● **Goal**
Please render the lines of the listing below as a JSON list of strings, one string per line and no blank lines, starting at the line that has "Spot each water reflection here." and stopping after the line that has "0, 219, 650, 400". Leave the pictures out of the answer.
>> begin
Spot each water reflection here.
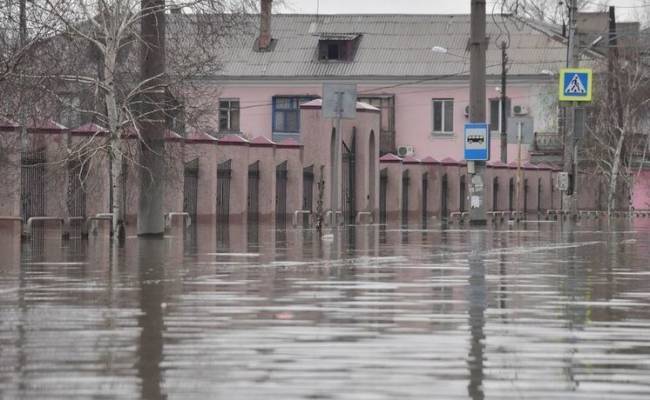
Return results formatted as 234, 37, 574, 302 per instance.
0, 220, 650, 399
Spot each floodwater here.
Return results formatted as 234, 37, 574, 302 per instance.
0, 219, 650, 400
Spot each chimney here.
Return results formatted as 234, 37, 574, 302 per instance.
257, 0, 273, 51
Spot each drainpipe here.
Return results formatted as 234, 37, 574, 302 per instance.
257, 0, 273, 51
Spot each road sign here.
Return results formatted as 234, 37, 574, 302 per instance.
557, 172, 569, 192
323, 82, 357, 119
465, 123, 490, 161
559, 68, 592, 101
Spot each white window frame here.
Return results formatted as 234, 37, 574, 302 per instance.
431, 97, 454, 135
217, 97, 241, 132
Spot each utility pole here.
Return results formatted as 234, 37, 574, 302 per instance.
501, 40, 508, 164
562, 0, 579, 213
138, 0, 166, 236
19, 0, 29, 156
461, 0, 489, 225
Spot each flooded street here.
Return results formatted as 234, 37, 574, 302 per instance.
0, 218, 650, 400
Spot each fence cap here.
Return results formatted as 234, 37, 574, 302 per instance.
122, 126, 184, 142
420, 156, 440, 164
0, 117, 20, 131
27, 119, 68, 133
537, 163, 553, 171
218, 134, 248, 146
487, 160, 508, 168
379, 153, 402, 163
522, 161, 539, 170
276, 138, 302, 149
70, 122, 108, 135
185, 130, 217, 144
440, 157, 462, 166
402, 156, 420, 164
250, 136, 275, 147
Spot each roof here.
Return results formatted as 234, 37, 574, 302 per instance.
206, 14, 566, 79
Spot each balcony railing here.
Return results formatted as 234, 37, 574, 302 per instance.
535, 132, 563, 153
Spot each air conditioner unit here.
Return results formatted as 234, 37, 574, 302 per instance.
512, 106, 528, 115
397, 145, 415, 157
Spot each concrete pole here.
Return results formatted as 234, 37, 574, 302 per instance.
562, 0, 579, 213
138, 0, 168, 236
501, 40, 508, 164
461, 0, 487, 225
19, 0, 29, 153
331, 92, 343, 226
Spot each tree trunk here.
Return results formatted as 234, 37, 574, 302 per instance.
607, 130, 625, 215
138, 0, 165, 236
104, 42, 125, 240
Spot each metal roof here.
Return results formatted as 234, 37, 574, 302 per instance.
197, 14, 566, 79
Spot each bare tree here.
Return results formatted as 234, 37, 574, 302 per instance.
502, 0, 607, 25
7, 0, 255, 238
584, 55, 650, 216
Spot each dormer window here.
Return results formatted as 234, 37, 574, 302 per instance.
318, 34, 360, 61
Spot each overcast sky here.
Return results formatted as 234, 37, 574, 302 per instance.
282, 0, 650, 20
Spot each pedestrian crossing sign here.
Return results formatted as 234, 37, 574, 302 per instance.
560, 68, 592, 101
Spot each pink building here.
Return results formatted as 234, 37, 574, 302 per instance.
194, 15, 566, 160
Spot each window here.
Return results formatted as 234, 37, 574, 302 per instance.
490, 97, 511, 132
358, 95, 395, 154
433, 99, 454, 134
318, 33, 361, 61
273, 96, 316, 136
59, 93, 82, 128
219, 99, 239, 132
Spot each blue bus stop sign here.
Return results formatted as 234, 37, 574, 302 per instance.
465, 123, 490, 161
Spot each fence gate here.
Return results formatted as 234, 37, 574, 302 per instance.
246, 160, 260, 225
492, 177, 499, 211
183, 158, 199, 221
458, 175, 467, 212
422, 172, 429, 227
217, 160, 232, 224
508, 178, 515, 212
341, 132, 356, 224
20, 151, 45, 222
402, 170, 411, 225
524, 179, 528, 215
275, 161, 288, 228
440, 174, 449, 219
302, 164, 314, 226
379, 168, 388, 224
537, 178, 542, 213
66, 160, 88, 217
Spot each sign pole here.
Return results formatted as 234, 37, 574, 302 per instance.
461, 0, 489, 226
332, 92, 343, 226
>> end
>> begin
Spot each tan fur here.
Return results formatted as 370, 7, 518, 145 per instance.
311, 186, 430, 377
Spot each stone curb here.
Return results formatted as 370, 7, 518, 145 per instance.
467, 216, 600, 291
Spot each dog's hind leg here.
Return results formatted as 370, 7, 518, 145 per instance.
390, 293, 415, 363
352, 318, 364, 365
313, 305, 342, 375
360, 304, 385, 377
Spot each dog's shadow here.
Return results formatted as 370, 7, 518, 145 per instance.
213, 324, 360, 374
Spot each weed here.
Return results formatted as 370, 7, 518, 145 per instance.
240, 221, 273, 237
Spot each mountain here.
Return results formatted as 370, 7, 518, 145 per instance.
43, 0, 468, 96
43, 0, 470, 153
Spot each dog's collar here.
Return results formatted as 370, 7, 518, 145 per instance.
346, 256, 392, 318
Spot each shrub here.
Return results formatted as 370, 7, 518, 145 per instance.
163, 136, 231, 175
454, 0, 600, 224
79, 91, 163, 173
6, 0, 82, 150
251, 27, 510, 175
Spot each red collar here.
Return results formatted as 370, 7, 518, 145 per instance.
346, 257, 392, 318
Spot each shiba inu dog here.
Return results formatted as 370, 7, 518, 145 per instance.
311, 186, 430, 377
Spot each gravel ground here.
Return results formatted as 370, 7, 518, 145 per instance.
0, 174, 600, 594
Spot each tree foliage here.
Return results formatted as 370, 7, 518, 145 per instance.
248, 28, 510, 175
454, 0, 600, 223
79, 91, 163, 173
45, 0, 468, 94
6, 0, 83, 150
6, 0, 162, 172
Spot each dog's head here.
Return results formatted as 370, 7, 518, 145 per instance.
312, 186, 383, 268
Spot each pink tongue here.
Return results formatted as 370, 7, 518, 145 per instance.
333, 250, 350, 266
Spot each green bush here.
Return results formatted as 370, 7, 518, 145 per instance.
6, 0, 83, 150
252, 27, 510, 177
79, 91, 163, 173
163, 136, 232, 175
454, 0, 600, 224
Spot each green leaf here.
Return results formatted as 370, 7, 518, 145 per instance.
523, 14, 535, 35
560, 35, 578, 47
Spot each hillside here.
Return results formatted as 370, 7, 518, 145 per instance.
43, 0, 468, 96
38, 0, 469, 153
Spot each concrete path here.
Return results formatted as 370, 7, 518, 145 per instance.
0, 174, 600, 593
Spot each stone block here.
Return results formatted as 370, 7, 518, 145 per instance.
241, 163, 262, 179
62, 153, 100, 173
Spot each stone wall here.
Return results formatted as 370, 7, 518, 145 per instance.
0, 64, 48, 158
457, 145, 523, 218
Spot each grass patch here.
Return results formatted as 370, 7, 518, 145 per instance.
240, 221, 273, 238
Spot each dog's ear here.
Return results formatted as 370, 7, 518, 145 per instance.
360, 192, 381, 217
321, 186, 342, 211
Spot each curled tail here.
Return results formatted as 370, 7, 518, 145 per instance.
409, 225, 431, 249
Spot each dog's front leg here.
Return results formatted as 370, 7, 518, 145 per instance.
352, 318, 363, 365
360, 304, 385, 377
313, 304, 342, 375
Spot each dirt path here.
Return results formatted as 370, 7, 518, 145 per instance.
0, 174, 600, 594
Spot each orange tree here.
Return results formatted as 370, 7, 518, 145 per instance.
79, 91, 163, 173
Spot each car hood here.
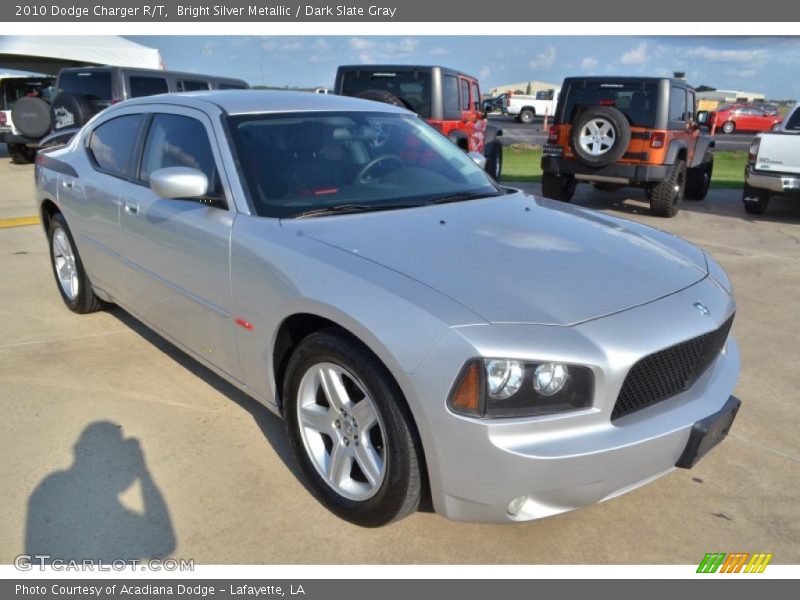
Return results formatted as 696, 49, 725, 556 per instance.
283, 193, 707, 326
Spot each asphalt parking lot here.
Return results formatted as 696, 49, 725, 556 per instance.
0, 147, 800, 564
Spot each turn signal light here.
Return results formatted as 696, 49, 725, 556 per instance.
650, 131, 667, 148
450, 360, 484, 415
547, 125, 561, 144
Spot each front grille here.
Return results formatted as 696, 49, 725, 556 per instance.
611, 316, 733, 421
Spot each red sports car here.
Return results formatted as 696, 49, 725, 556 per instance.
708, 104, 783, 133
>> end
>> begin
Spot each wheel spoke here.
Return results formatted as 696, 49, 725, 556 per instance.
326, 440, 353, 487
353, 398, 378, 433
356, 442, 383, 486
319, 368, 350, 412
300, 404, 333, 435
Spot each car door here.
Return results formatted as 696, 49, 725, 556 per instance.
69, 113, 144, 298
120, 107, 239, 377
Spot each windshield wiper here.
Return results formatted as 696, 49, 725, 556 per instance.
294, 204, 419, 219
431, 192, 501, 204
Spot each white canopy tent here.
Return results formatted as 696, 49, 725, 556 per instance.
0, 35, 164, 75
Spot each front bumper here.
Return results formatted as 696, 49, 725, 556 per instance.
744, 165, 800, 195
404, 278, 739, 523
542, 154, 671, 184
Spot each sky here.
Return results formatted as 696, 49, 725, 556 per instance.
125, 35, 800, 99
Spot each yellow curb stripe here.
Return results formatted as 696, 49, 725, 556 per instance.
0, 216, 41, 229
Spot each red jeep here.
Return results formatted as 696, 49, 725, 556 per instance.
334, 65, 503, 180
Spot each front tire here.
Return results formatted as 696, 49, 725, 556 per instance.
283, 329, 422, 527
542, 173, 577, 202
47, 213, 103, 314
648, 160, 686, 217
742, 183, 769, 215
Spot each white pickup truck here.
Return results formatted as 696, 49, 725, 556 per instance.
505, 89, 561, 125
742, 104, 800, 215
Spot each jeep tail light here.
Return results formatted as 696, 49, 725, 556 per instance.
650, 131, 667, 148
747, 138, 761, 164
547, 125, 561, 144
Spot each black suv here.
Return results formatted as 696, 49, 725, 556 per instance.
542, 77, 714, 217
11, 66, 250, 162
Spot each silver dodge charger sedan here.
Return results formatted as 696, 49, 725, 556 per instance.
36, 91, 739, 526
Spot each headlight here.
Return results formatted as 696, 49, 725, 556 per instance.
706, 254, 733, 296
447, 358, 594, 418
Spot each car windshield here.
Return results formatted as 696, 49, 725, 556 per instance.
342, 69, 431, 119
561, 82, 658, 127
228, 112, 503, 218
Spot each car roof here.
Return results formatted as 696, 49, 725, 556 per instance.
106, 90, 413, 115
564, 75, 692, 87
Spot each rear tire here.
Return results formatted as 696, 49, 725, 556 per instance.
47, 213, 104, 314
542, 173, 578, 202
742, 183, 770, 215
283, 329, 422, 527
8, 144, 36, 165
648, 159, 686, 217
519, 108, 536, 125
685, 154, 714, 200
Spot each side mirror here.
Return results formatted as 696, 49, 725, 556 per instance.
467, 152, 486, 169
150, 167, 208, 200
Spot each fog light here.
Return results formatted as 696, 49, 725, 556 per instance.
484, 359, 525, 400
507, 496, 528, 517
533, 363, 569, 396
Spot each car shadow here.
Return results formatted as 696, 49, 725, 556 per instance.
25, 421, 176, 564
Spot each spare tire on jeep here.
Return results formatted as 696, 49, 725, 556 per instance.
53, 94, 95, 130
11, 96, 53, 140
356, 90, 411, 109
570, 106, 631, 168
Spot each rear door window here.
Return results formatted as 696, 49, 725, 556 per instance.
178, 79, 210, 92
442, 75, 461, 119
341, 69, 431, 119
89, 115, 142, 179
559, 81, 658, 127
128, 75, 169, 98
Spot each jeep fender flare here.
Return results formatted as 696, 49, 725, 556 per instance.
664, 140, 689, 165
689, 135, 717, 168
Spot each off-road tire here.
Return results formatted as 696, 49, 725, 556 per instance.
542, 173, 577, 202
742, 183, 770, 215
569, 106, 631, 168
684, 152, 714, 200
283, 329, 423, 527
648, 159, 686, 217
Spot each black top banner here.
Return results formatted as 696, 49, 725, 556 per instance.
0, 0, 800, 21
>> end
● **Task output**
[
  "Spot each water reflection here.",
  "Return results formatted as 234, 37, 574, 302 per instance.",
  "0, 220, 650, 399",
  "Spot each floodwater here.",
  "Return results formatted as 234, 37, 574, 302 per instance.",
  "0, 219, 650, 400"
]